Exact copies of the lines from the line containing "headlight in the photo above." through the last line of the entries below are the whole answer.

Data items:
--- START ---
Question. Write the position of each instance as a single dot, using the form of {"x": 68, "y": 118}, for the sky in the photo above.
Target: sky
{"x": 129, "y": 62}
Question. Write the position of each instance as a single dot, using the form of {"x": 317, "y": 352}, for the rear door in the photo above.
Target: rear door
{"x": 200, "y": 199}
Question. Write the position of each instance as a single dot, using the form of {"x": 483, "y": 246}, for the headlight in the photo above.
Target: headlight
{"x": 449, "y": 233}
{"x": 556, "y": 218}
--- END ---
→ SOLUTION
Question. Write the position of each instance as a single dot, using the form of {"x": 483, "y": 246}, for the headlight in the photo above.
Target: headlight
{"x": 449, "y": 233}
{"x": 556, "y": 218}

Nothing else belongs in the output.